───── Data for the task ─────
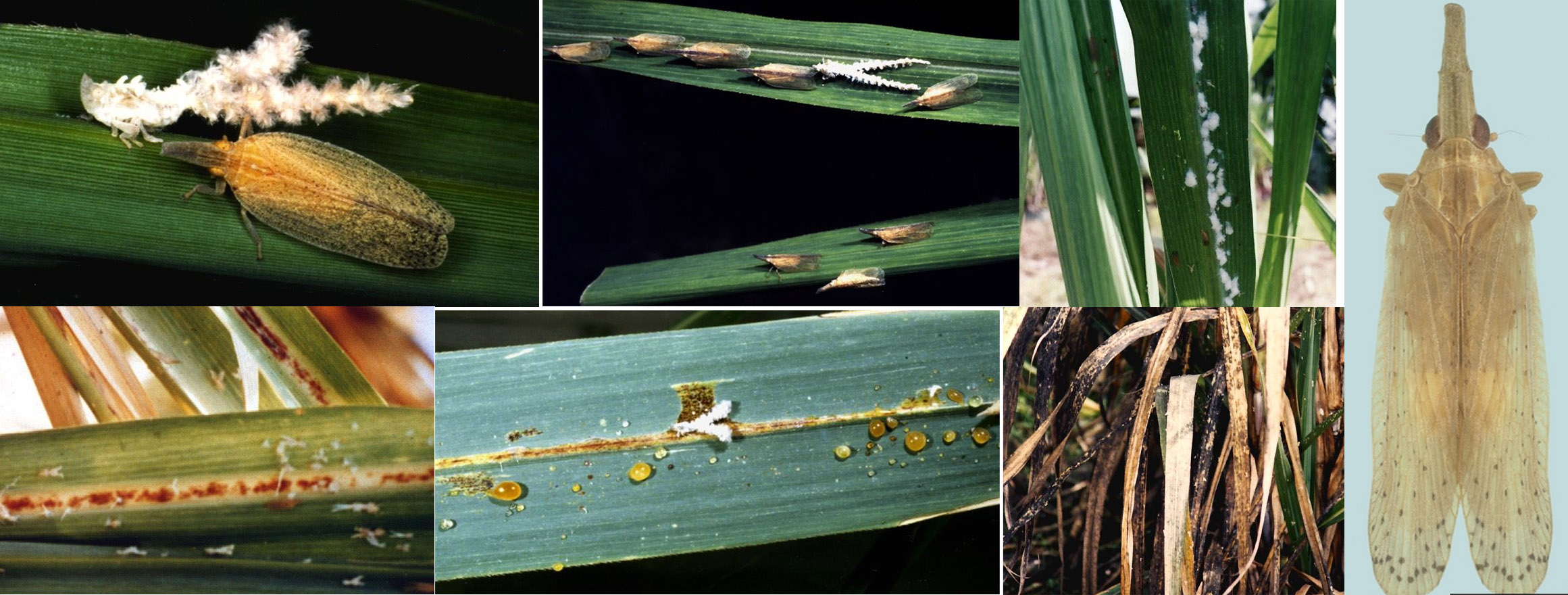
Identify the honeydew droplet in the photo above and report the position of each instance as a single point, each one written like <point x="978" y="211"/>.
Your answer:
<point x="505" y="492"/>
<point x="980" y="435"/>
<point x="640" y="471"/>
<point x="915" y="442"/>
<point x="878" y="427"/>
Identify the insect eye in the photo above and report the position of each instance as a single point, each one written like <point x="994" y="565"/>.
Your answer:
<point x="1481" y="133"/>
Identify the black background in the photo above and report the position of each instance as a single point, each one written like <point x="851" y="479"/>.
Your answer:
<point x="476" y="46"/>
<point x="638" y="168"/>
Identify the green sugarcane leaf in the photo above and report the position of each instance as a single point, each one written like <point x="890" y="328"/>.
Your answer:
<point x="570" y="420"/>
<point x="172" y="489"/>
<point x="965" y="236"/>
<point x="1195" y="124"/>
<point x="1307" y="35"/>
<point x="74" y="192"/>
<point x="800" y="43"/>
<point x="1095" y="262"/>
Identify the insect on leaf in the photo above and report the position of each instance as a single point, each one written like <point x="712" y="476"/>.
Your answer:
<point x="1459" y="391"/>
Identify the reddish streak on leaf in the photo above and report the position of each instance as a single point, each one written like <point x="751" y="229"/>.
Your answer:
<point x="162" y="495"/>
<point x="408" y="478"/>
<point x="280" y="350"/>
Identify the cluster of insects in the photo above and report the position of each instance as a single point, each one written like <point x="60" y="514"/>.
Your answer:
<point x="871" y="277"/>
<point x="715" y="54"/>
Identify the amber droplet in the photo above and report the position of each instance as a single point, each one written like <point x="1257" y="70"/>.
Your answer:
<point x="507" y="492"/>
<point x="640" y="471"/>
<point x="915" y="442"/>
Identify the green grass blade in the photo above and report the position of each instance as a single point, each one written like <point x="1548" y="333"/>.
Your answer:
<point x="1336" y="514"/>
<point x="965" y="236"/>
<point x="800" y="43"/>
<point x="297" y="357"/>
<point x="799" y="388"/>
<point x="1095" y="261"/>
<point x="1200" y="230"/>
<point x="1107" y="104"/>
<point x="181" y="485"/>
<point x="76" y="192"/>
<point x="1307" y="35"/>
<point x="1264" y="41"/>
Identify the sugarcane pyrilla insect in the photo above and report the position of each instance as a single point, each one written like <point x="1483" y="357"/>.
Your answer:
<point x="902" y="233"/>
<point x="587" y="51"/>
<point x="715" y="54"/>
<point x="784" y="76"/>
<point x="653" y="43"/>
<point x="324" y="195"/>
<point x="857" y="279"/>
<point x="949" y="93"/>
<point x="789" y="262"/>
<point x="1461" y="396"/>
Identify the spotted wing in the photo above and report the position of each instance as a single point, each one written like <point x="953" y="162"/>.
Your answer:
<point x="1410" y="522"/>
<point x="1507" y="508"/>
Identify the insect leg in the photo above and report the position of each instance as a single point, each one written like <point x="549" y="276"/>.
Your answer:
<point x="250" y="228"/>
<point x="217" y="189"/>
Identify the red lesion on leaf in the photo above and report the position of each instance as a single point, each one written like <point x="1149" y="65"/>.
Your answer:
<point x="408" y="478"/>
<point x="280" y="350"/>
<point x="272" y="487"/>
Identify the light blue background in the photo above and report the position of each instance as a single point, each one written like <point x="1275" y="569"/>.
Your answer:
<point x="1518" y="52"/>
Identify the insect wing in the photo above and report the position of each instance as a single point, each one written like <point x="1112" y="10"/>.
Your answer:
<point x="1415" y="401"/>
<point x="1507" y="504"/>
<point x="902" y="233"/>
<point x="336" y="200"/>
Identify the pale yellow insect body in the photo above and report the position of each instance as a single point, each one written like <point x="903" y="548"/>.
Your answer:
<point x="587" y="51"/>
<point x="324" y="195"/>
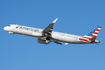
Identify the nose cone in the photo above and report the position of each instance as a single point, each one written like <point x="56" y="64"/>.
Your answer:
<point x="5" y="28"/>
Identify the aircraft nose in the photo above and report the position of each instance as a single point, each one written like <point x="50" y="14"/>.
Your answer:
<point x="5" y="28"/>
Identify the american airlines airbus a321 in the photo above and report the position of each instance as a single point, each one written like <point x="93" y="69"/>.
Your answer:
<point x="47" y="35"/>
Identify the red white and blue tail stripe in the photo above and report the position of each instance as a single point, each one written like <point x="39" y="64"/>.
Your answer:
<point x="91" y="36"/>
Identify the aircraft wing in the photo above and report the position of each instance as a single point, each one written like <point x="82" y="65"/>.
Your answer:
<point x="48" y="30"/>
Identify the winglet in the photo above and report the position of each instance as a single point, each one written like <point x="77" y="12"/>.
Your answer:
<point x="55" y="20"/>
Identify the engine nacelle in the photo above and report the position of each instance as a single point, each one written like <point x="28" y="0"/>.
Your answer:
<point x="43" y="41"/>
<point x="37" y="34"/>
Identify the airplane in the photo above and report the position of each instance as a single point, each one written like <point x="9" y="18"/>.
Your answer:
<point x="47" y="35"/>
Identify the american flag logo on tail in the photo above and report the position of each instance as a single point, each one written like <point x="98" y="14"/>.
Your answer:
<point x="91" y="36"/>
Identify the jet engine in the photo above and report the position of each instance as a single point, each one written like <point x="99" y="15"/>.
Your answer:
<point x="43" y="41"/>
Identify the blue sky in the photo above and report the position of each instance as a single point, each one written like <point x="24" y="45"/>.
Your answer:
<point x="18" y="52"/>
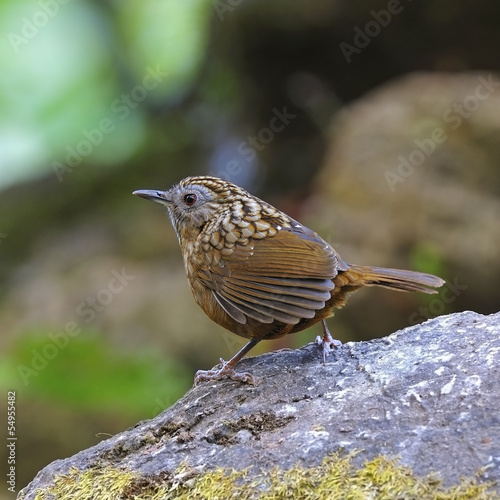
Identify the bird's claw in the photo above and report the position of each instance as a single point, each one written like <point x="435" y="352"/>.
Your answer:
<point x="328" y="343"/>
<point x="224" y="371"/>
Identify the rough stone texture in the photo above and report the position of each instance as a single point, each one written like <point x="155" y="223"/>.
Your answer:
<point x="428" y="393"/>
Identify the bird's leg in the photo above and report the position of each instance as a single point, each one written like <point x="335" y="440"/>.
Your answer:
<point x="227" y="370"/>
<point x="328" y="342"/>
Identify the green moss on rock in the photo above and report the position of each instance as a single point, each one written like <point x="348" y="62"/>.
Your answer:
<point x="336" y="478"/>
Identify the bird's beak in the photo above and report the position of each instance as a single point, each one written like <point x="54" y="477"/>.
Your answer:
<point x="158" y="196"/>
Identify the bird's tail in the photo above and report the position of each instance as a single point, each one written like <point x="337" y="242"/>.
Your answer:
<point x="397" y="279"/>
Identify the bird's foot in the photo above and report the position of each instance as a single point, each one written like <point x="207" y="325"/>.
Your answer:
<point x="226" y="370"/>
<point x="328" y="342"/>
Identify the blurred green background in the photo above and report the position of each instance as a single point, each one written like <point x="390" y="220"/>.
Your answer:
<point x="388" y="147"/>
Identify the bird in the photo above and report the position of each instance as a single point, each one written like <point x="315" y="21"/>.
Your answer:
<point x="259" y="273"/>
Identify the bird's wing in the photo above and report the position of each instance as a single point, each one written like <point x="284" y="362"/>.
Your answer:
<point x="285" y="277"/>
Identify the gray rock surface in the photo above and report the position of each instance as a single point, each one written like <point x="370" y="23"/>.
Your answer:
<point x="428" y="393"/>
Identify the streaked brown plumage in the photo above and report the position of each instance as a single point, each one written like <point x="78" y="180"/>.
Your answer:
<point x="259" y="273"/>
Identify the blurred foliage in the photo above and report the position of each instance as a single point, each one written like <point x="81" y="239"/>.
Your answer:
<point x="70" y="90"/>
<point x="87" y="373"/>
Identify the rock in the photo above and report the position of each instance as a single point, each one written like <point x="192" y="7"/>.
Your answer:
<point x="427" y="394"/>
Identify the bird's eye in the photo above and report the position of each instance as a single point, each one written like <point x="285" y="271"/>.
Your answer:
<point x="190" y="199"/>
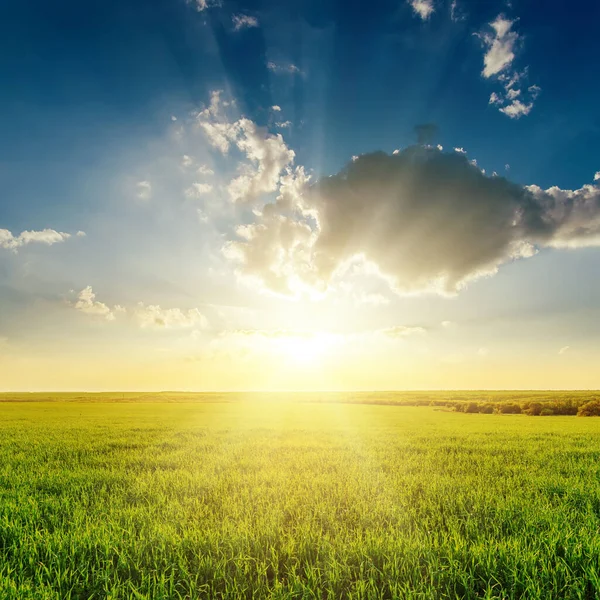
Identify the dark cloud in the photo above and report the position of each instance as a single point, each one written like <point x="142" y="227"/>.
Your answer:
<point x="428" y="220"/>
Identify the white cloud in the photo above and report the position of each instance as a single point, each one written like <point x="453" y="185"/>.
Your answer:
<point x="244" y="22"/>
<point x="205" y="170"/>
<point x="422" y="8"/>
<point x="456" y="13"/>
<point x="400" y="331"/>
<point x="145" y="315"/>
<point x="267" y="153"/>
<point x="87" y="303"/>
<point x="196" y="190"/>
<point x="427" y="221"/>
<point x="45" y="236"/>
<point x="501" y="43"/>
<point x="500" y="46"/>
<point x="289" y="68"/>
<point x="144" y="190"/>
<point x="152" y="315"/>
<point x="517" y="109"/>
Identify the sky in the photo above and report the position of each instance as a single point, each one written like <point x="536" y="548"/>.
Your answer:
<point x="303" y="195"/>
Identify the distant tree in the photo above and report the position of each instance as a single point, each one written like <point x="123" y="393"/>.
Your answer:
<point x="589" y="409"/>
<point x="508" y="408"/>
<point x="533" y="409"/>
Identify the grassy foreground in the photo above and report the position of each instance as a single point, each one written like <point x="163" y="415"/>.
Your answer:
<point x="289" y="500"/>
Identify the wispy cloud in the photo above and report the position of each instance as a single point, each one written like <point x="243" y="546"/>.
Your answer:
<point x="45" y="236"/>
<point x="144" y="190"/>
<point x="86" y="303"/>
<point x="289" y="68"/>
<point x="244" y="22"/>
<point x="423" y="8"/>
<point x="400" y="331"/>
<point x="502" y="43"/>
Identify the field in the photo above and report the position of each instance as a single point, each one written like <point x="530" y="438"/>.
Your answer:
<point x="251" y="499"/>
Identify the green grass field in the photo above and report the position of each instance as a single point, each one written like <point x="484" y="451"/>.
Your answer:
<point x="295" y="500"/>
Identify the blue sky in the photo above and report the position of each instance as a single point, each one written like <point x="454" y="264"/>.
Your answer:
<point x="110" y="159"/>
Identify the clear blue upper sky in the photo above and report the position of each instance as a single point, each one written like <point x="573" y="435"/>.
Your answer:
<point x="101" y="102"/>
─────
*Short task*
Give again, word for word, every line from the one holding "Identify the wispy" to the end of the data.

*Response to this exercise*
Identify the wispy cloud in the photo above and report the position of each instance as a single point, each one written like <point x="243" y="546"/>.
Your answer:
<point x="45" y="236"/>
<point x="144" y="190"/>
<point x="86" y="303"/>
<point x="289" y="68"/>
<point x="244" y="22"/>
<point x="423" y="8"/>
<point x="400" y="331"/>
<point x="502" y="43"/>
Identify the field in the photo above and report the position of each instance as a single point, each one written like <point x="530" y="438"/>.
Your answer:
<point x="251" y="499"/>
Identify the green grass field in the photo above and report the position of each instance as a single point, each one written like <point x="484" y="451"/>.
Your answer:
<point x="295" y="500"/>
Identify the blue sky in the photo above and report the position of each instance as a single point, each one written like <point x="454" y="264"/>.
Your answer:
<point x="110" y="159"/>
Identify the clear blue upper sky in the photo above and report the position of each instance as a single point, each one written like <point x="573" y="435"/>.
Your answer:
<point x="101" y="102"/>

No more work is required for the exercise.